WHAT THE EXERCISE ASKS:
Type out all the records again exactly.

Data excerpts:

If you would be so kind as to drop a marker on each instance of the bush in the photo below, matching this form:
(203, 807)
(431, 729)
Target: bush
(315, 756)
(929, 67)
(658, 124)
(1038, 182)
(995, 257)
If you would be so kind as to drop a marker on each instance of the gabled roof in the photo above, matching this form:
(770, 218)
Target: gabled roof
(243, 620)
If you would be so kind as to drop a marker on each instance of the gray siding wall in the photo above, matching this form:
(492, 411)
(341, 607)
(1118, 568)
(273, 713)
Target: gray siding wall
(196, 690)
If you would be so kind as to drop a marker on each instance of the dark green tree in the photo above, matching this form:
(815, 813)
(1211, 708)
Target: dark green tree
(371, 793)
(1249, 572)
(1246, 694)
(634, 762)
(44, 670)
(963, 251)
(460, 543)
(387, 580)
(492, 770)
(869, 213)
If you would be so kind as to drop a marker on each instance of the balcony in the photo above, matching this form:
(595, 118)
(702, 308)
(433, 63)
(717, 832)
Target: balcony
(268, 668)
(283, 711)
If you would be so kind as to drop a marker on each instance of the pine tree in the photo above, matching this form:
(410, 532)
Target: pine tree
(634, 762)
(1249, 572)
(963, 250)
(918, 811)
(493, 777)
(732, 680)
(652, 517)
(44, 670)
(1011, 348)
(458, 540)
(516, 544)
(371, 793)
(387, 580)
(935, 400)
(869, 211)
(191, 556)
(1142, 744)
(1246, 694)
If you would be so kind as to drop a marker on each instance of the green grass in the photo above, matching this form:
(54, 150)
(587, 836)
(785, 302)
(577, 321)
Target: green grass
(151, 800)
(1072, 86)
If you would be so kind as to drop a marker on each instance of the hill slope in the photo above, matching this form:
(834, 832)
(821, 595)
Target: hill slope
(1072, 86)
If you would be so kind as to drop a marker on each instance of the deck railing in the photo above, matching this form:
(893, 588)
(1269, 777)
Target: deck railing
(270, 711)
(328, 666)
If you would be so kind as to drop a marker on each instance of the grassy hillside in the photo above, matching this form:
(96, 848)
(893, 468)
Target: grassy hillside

RESULT:
If you would be so kind as to drop a marker on each instance of the bush in the photo below, matching this form:
(203, 807)
(431, 729)
Target: bush
(315, 756)
(929, 67)
(658, 124)
(1038, 182)
(995, 257)
If you would be so kind as to drop a marker on each instance of the gabled roof in the photo above, matching this form:
(770, 218)
Target: gabled roof
(243, 620)
If you would be so kind as to drop a marker on each instance of the gray siding wall in the photo above, matching this form:
(492, 411)
(341, 607)
(1118, 568)
(273, 713)
Target: gray siding wall
(196, 690)
If you would be so kind as to drop a marker on each instance of the dark green tree in the photo above, matching this form:
(815, 813)
(1211, 708)
Target: dark green tree
(371, 793)
(1249, 572)
(1246, 694)
(634, 762)
(44, 670)
(963, 251)
(460, 543)
(387, 580)
(492, 770)
(869, 213)
If you would be so kind as to drop a marker on each instance of the balcony in the photo above, matching this form:
(595, 118)
(702, 308)
(433, 63)
(717, 832)
Target: balcony
(268, 668)
(283, 711)
If you would be so kind as to drop a marker on each instance of the pine tree in the photo above, matching this form:
(410, 532)
Target: pine tree
(634, 762)
(1249, 572)
(963, 250)
(918, 811)
(493, 777)
(732, 680)
(652, 517)
(44, 670)
(1011, 348)
(458, 540)
(516, 544)
(371, 793)
(387, 580)
(935, 400)
(869, 211)
(191, 556)
(1142, 744)
(1246, 694)
If you would be so kind as to drop a marker on each instance of the green grass in the photo above, matching this form:
(54, 150)
(587, 836)
(785, 302)
(577, 321)
Target: green grass
(151, 800)
(1072, 86)
If you would be so kind as to drop a marker on each instance of the hill slope in the photo above, matching this form:
(834, 832)
(821, 595)
Target: hill slope
(1072, 86)
If you would be so kind as to drop a marker on each instance of the deck railing in the photo above, matching this form:
(893, 588)
(1269, 777)
Target: deck railing
(270, 711)
(328, 666)
If you would be so kind as to drop a marker on each instance of the grassy hillside in the photo above, matching this form:
(96, 848)
(893, 468)
Target: grassy hillside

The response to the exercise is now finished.